**Problem details:** An exact transcription of every record below is required, with the pictures left out.

**Data section:**
++++
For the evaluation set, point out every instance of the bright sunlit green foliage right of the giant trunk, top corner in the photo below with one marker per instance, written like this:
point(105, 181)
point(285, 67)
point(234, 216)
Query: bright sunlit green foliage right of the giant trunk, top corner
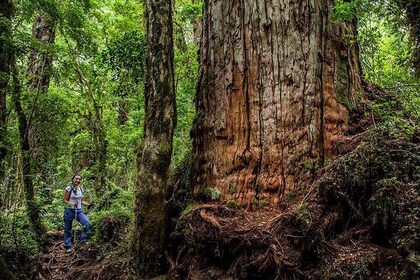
point(388, 52)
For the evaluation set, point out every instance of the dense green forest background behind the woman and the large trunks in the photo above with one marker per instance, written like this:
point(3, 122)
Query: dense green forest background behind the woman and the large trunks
point(72, 101)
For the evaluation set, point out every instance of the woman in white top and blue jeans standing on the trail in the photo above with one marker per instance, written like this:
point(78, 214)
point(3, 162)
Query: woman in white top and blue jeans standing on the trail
point(73, 198)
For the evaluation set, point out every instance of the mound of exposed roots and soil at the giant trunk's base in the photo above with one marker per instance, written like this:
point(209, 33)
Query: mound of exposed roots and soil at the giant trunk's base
point(357, 222)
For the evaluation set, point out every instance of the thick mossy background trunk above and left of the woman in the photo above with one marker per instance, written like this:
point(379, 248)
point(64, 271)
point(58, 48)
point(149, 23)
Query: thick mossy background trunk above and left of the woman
point(38, 79)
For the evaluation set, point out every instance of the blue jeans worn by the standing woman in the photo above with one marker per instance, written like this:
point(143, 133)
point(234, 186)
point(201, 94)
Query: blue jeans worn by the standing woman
point(69, 216)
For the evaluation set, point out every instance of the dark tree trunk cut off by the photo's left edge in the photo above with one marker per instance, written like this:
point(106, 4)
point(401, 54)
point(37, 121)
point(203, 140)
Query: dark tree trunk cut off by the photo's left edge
point(5, 60)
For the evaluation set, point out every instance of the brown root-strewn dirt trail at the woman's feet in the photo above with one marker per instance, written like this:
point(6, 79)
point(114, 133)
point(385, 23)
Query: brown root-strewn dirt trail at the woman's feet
point(80, 263)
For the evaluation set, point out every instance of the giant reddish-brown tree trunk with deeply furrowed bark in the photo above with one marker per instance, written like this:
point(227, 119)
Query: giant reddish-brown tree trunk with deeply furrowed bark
point(277, 81)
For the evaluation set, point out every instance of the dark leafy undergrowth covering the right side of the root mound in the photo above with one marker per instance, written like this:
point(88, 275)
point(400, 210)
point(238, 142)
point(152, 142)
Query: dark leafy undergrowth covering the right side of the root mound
point(377, 182)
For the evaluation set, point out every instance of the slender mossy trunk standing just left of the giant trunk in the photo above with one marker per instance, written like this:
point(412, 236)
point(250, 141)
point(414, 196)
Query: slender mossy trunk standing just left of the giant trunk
point(155, 156)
++++
**Reply to the task:**
For the evaluation set, point out every instance of the bright sunlit green foliage right of the giant trunk, top corner in the photo below with one marker per instance, written like this:
point(105, 181)
point(285, 67)
point(234, 216)
Query: bright sunlit green foliage right of the giant trunk, top corner
point(388, 52)
For the evaluation set, point out every instance of the dense green forest background behind the woman and the large trunks in the photo above with one marker per instance, written like this:
point(3, 122)
Query: dense green forest background behind the woman and the large trunks
point(72, 101)
For the evaluation set, point out every instance of the woman in white top and blue jeans standing on the trail in the photo above with one marker per instance, written like this:
point(78, 214)
point(3, 162)
Query: woman in white top and blue jeans standing on the trail
point(73, 198)
For the evaluation set, point out every instance of the mound of exposed roots and soil at the giant trunk's base in the photo above with one marker per instance, written like this:
point(209, 33)
Query: mound of exposed roots and soil at the giant trunk's base
point(357, 222)
For the evaluation set, point out every instance of the thick mossy background trunk above and left of the woman in the photo above with one marker per instance, written like this:
point(379, 248)
point(64, 271)
point(58, 48)
point(149, 23)
Query: thick mossy background trunk above and left of the woman
point(38, 79)
For the evaluation set, point out every instance of the blue jeans worn by the standing woman in the photo above with one marker per instance, written like this:
point(143, 133)
point(234, 186)
point(201, 94)
Query: blue jeans worn by the standing woman
point(69, 216)
For the evaluation set, point out every instance of the dark tree trunk cut off by the photo's left edge in the photo above with one marker per instance, written like this:
point(106, 4)
point(401, 54)
point(37, 121)
point(203, 140)
Query: dark tree trunk cut off by the photo's left edge
point(5, 60)
For the evaluation set, point out every instance of the brown root-strewn dirt trail at the woman's feet in the photo above with one marker per instance, written like this:
point(6, 79)
point(114, 133)
point(385, 23)
Query: brown root-strewn dirt trail at the woman's feet
point(80, 263)
For the evaluation set, point out every instance of the giant reddish-brown tree trunk with deeply furrowed bark in the photo above with one marker per instance, written like this:
point(227, 119)
Query: giant reddish-brown tree trunk with deeply furrowed bark
point(277, 81)
For the evaluation set, point out every instance of the dark leafy undergrowth covering the right side of the root mound in the photo above with one marker per instance, written like this:
point(88, 275)
point(400, 210)
point(238, 142)
point(152, 142)
Query: dark leafy undergrowth covering the right side of the root mound
point(377, 182)
For the evaluation set, point out every instance of the slender mossy trunk standing just left of the giant trunk in the photo above with one marker per instance, written like this:
point(412, 236)
point(250, 141)
point(414, 196)
Query: slender mossy trunk standing just left of the giant trunk
point(155, 156)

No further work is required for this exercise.